» What the exercise asks
Write out the items below exactly as they appear. Start at the first line and stop after the line that contains "x=337 y=172".

» Dataset excerpts on pointing to objects
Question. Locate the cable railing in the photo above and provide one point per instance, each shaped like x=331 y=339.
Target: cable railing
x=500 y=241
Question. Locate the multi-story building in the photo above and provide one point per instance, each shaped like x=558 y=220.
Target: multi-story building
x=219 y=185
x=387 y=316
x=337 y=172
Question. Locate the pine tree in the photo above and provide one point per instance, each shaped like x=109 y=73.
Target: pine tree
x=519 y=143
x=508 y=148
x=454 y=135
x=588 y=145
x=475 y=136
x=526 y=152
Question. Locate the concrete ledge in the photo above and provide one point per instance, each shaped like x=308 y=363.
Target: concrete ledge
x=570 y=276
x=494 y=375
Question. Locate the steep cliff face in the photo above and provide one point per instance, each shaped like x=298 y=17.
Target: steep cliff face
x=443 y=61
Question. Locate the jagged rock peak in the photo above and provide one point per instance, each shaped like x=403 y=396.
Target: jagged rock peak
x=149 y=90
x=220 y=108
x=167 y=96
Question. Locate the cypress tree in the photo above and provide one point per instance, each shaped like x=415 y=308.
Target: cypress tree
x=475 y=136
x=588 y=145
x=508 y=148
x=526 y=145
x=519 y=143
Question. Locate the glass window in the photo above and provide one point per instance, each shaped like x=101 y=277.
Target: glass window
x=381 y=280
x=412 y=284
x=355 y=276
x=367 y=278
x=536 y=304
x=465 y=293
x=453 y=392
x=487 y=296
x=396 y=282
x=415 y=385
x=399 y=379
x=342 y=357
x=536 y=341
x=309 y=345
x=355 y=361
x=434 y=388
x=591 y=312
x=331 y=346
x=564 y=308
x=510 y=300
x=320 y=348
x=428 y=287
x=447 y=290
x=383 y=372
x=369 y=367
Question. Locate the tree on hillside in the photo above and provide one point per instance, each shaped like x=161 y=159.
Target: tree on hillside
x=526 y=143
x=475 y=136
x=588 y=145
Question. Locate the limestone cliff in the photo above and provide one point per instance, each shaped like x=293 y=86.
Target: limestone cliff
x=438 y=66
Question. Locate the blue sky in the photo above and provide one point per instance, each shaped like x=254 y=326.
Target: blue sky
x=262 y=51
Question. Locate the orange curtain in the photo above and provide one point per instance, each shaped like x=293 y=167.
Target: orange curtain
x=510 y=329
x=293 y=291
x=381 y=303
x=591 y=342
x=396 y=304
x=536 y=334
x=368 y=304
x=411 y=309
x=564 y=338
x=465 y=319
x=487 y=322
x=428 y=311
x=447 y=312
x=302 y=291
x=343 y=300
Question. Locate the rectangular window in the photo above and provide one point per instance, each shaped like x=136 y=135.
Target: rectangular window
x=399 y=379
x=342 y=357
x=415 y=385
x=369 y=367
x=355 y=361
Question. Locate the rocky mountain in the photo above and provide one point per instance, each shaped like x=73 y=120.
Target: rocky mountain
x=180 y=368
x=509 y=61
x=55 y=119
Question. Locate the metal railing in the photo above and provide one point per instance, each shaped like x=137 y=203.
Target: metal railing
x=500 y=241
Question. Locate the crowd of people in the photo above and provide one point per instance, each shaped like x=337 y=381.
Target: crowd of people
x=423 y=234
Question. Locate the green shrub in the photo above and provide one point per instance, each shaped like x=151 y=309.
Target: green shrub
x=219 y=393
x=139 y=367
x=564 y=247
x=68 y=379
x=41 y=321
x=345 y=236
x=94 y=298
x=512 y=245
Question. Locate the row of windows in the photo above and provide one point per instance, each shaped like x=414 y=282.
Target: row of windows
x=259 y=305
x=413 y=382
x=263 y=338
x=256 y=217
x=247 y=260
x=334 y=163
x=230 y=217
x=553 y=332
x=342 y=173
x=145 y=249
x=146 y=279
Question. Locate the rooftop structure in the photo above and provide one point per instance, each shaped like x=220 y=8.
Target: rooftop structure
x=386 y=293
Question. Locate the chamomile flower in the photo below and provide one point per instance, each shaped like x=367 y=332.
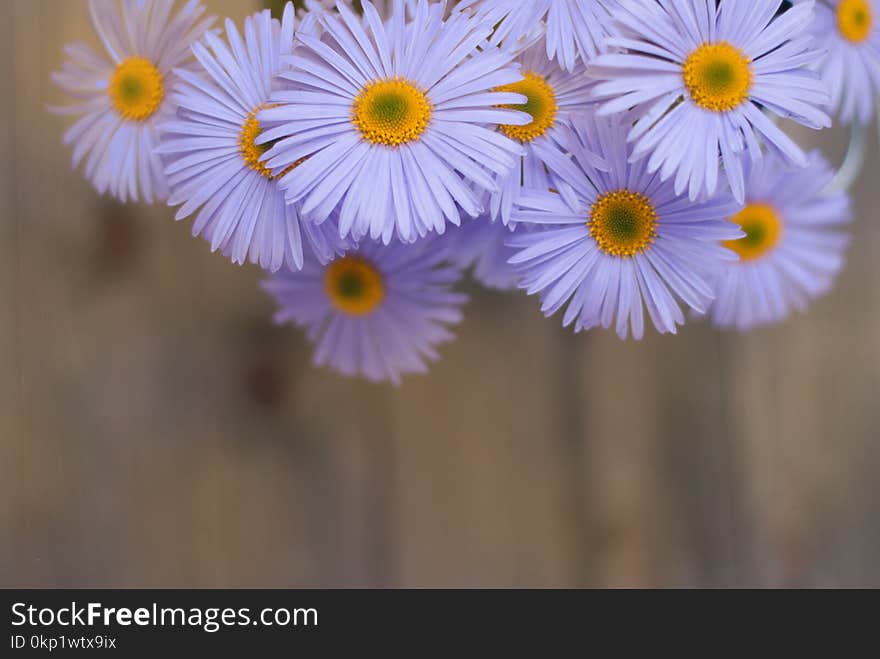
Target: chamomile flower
x=379 y=311
x=849 y=31
x=792 y=250
x=610 y=242
x=214 y=163
x=123 y=93
x=396 y=121
x=553 y=96
x=575 y=29
x=699 y=75
x=481 y=246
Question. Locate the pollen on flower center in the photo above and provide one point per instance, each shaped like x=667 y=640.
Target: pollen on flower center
x=541 y=105
x=136 y=89
x=763 y=228
x=354 y=285
x=391 y=112
x=718 y=76
x=251 y=152
x=855 y=19
x=623 y=223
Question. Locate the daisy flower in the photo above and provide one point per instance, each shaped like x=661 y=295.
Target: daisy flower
x=792 y=249
x=575 y=29
x=379 y=312
x=123 y=93
x=213 y=159
x=849 y=32
x=699 y=76
x=396 y=121
x=481 y=246
x=553 y=96
x=609 y=242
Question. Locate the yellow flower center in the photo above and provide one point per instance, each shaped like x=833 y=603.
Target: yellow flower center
x=541 y=105
x=623 y=223
x=762 y=227
x=718 y=76
x=391 y=112
x=136 y=89
x=855 y=20
x=354 y=285
x=251 y=152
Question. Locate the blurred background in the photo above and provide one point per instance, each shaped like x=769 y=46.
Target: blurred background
x=156 y=430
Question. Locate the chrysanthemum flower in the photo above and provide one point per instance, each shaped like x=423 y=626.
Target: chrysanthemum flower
x=553 y=96
x=379 y=312
x=481 y=246
x=849 y=30
x=213 y=159
x=397 y=121
x=699 y=78
x=609 y=242
x=576 y=29
x=123 y=95
x=792 y=249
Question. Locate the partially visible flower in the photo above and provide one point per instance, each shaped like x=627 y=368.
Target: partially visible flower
x=610 y=242
x=575 y=29
x=124 y=93
x=849 y=30
x=792 y=250
x=554 y=95
x=396 y=121
x=700 y=76
x=480 y=245
x=213 y=163
x=379 y=312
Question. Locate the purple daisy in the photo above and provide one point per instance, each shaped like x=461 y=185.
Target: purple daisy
x=792 y=250
x=213 y=160
x=608 y=243
x=700 y=74
x=379 y=311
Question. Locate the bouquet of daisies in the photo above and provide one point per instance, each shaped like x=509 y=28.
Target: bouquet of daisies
x=626 y=161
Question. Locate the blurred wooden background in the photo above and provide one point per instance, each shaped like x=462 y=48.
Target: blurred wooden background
x=157 y=430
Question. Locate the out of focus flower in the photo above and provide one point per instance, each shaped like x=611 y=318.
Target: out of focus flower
x=379 y=312
x=480 y=246
x=610 y=242
x=850 y=33
x=123 y=93
x=214 y=162
x=792 y=249
x=575 y=29
x=701 y=75
x=396 y=121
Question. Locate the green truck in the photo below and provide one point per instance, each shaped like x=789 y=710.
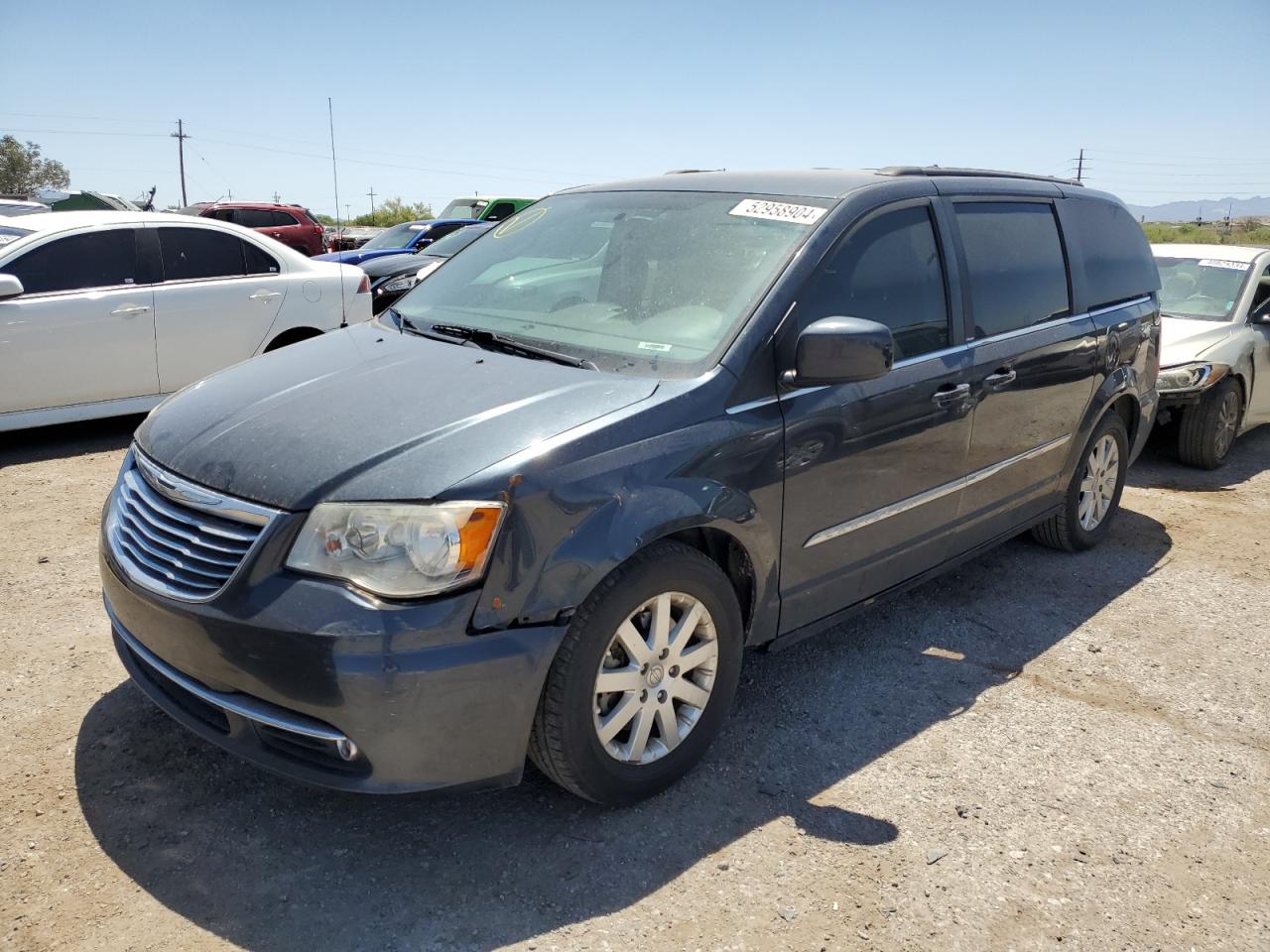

» Correct response
Question. Locate the cable railing in the photo above and provide one point per instance, each shaped like x=331 y=339.
Target: cable railing
x=500 y=241
Question. Locate the multi-story building in the photo above and provide one point per instance, each shaped like x=558 y=220.
Target: multi-story building
x=219 y=185
x=387 y=316
x=337 y=172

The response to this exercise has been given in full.